(Excerpts from a dataset)
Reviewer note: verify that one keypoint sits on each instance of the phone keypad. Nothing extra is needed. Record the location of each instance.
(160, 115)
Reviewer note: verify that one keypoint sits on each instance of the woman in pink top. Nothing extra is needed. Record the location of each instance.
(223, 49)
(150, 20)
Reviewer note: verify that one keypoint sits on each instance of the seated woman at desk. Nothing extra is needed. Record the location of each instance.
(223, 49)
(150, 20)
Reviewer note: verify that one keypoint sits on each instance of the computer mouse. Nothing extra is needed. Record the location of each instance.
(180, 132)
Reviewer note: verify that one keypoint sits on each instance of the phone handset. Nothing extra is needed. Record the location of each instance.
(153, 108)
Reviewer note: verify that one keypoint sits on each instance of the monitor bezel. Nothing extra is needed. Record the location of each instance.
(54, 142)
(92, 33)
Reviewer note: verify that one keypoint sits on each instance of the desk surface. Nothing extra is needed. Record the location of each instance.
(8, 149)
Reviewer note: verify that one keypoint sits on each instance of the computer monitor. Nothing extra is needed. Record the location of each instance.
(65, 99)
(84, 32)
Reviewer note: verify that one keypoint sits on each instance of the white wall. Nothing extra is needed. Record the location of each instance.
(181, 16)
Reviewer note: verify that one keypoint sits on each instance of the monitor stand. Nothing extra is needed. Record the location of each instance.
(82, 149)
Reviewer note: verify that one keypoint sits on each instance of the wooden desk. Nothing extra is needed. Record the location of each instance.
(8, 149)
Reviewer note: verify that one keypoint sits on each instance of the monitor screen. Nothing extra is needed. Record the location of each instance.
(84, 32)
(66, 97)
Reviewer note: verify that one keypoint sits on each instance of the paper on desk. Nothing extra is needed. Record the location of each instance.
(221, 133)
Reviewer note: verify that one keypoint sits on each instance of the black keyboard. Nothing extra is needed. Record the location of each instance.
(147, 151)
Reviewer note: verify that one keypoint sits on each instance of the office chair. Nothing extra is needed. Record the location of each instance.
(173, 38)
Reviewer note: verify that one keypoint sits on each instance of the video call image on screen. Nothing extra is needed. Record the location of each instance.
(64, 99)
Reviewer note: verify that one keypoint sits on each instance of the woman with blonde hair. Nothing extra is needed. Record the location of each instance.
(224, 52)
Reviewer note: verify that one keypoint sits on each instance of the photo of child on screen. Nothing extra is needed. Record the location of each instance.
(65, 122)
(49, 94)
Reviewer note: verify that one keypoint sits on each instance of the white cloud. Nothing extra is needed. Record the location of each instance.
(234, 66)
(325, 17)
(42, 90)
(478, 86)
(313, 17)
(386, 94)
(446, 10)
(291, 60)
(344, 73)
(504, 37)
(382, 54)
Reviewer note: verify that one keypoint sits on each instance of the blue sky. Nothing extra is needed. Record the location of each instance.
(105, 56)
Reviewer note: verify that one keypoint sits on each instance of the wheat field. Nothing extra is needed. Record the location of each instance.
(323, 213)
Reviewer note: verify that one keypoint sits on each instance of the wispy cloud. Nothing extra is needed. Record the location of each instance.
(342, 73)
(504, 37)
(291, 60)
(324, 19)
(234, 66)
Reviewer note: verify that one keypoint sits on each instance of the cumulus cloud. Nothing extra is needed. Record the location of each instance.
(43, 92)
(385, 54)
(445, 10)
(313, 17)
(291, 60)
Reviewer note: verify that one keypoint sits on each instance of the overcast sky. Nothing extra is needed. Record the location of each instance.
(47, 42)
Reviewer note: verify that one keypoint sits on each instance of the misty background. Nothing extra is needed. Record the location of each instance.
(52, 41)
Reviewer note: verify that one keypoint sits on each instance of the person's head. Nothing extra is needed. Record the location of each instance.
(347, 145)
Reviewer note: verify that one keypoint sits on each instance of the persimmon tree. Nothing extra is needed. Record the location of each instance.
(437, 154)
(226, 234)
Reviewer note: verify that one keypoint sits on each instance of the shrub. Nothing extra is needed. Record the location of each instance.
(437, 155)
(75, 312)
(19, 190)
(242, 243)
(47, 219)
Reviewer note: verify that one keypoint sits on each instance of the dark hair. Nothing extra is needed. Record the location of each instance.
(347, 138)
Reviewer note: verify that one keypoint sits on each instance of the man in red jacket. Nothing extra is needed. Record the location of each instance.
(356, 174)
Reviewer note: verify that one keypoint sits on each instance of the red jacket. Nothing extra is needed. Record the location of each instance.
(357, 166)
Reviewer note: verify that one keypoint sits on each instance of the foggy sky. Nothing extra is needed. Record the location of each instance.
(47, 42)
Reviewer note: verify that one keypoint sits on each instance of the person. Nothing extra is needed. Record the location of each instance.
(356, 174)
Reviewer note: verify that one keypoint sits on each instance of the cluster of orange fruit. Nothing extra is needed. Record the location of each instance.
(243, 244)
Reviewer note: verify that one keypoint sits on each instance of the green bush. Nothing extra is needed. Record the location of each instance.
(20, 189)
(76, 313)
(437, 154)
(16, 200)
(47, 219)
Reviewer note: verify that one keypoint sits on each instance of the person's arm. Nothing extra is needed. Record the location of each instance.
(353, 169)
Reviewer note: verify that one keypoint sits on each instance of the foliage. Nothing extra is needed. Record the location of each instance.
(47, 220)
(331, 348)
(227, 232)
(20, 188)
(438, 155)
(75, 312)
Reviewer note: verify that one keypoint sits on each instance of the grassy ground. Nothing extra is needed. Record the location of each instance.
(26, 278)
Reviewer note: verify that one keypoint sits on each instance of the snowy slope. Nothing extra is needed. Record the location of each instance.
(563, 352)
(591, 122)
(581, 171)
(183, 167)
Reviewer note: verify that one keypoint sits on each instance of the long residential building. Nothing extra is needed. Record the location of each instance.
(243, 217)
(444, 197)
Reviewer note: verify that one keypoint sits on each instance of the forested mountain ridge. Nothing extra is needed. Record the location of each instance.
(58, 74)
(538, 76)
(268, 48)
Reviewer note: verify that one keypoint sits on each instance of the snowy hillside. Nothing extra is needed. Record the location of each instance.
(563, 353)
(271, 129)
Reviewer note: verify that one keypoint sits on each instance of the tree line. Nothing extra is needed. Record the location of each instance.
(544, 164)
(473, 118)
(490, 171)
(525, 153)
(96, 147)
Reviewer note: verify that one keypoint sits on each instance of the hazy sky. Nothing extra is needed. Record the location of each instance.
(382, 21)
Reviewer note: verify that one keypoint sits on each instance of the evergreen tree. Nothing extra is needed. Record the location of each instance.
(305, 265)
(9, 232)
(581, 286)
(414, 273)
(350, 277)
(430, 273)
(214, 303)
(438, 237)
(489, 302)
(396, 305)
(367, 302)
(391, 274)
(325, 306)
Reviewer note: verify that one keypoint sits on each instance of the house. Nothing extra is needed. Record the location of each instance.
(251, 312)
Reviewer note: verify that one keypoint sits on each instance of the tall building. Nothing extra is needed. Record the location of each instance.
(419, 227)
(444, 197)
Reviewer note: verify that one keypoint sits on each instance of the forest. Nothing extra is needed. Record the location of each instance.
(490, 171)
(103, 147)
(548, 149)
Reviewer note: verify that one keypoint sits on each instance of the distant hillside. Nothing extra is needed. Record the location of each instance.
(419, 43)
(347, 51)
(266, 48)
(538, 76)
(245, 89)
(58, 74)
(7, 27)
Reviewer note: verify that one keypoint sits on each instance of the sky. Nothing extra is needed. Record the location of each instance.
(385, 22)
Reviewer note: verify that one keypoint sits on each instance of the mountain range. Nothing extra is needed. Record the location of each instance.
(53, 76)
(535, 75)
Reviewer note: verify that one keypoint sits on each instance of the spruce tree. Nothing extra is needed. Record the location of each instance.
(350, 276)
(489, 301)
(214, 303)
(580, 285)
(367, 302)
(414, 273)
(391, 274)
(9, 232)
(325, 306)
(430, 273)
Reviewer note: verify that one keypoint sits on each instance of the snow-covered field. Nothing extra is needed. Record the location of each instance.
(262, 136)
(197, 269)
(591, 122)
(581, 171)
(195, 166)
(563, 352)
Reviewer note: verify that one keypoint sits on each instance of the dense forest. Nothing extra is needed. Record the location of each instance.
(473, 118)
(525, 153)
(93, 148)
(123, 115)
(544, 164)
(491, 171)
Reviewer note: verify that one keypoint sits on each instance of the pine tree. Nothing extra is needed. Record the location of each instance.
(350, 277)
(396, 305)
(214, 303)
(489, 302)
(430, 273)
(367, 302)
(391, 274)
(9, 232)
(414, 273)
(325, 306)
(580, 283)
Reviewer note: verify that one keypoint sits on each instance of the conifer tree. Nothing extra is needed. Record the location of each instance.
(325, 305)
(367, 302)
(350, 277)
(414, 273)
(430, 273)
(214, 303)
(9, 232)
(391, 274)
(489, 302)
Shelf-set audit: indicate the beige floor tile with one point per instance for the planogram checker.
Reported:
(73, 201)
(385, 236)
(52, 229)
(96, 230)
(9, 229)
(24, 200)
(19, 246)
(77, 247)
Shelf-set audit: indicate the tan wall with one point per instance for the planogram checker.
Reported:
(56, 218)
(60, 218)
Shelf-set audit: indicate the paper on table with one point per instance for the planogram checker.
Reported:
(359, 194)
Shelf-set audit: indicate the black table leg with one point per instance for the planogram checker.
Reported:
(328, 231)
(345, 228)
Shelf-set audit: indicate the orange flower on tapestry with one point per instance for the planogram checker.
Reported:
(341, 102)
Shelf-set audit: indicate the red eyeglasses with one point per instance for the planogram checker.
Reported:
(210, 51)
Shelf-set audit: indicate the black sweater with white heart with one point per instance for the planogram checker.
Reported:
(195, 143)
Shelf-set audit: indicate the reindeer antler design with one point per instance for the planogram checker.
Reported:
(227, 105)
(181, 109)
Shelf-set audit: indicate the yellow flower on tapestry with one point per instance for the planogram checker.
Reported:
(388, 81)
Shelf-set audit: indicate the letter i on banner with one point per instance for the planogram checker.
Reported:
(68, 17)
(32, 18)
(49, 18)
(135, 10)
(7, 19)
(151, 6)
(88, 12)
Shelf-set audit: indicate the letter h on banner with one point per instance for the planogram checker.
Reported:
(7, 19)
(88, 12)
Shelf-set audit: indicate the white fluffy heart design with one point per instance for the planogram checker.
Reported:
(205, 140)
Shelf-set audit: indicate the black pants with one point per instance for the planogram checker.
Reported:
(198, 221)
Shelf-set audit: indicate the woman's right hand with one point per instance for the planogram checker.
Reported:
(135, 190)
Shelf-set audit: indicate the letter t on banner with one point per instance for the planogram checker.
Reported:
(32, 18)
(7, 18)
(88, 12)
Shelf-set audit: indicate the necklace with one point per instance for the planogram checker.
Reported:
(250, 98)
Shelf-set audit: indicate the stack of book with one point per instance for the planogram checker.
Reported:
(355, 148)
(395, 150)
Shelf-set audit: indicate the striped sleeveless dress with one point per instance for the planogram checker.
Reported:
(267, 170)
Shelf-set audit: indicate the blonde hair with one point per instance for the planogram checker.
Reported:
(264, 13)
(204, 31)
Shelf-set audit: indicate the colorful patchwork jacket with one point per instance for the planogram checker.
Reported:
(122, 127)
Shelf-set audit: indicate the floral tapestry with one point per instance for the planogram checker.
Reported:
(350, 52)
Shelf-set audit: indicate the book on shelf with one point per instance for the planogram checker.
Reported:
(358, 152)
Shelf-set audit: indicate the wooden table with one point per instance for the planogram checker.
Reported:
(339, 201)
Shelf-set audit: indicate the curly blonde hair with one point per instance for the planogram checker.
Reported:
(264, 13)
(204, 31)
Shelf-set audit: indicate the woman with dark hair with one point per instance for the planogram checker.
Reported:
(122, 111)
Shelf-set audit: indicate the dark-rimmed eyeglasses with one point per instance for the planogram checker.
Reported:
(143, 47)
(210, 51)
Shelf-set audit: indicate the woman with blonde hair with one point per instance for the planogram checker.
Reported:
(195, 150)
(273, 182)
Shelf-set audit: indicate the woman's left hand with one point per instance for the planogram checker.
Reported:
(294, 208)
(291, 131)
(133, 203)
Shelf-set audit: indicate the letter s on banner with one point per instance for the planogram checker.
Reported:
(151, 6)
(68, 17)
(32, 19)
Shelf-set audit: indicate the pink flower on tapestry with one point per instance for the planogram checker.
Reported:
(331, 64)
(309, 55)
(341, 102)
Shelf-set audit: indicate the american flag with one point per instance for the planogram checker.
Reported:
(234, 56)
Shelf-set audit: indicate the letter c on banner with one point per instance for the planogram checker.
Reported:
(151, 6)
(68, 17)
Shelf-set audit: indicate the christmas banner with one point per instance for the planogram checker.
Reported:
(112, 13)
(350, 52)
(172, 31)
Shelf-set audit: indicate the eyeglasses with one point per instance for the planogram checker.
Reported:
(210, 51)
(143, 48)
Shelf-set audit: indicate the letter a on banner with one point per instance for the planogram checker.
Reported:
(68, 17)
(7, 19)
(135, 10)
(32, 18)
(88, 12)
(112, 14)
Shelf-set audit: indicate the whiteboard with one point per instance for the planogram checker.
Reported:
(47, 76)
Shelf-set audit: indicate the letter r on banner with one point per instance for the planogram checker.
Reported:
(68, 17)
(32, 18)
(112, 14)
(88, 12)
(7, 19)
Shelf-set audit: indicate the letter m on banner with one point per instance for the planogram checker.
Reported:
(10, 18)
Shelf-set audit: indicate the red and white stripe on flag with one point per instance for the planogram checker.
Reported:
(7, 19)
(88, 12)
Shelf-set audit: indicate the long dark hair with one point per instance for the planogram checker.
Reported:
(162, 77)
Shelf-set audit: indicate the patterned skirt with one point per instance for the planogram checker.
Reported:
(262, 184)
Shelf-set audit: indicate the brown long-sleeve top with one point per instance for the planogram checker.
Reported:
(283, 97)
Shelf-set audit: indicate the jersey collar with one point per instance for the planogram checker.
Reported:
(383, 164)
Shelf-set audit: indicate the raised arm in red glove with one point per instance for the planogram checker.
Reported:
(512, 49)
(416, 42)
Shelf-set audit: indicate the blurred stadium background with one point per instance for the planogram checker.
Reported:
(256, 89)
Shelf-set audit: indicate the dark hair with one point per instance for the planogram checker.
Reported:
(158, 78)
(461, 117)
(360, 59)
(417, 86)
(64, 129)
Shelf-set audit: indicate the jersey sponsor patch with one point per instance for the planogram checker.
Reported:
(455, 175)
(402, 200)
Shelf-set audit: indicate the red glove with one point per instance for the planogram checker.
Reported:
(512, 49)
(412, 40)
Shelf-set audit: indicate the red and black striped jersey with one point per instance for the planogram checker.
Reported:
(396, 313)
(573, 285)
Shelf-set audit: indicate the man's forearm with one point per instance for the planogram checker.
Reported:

### Exercise
Identify each line in the entries with the word "banner" and copy it.

### Answer space
Shelf-set audit: indicate the letter i on banner with one point per instance for the planogram checker.
Shelf-set audit: indicate the letter h on banner with one point per instance for the planogram checker.
Shelf-set audit: indicate the letter t on banner with one point per instance for the planogram checker.
Shelf-set audit: indicate the letter s on banner with one point per instance for the planogram checker.
Shelf-set audit: indicate the letter c on banner with one point per instance for the planogram checker.
Shelf-set audit: indicate the christmas banner with one point per instance for the planogram checker.
Shelf-set audit: indicate the letter a on banner with one point per instance for the planogram checker.
Shelf-set audit: indicate the letter r on banner with one point per instance for the planogram checker.
Shelf-set audit: indicate the letter m on banner with one point per instance for the planogram checker.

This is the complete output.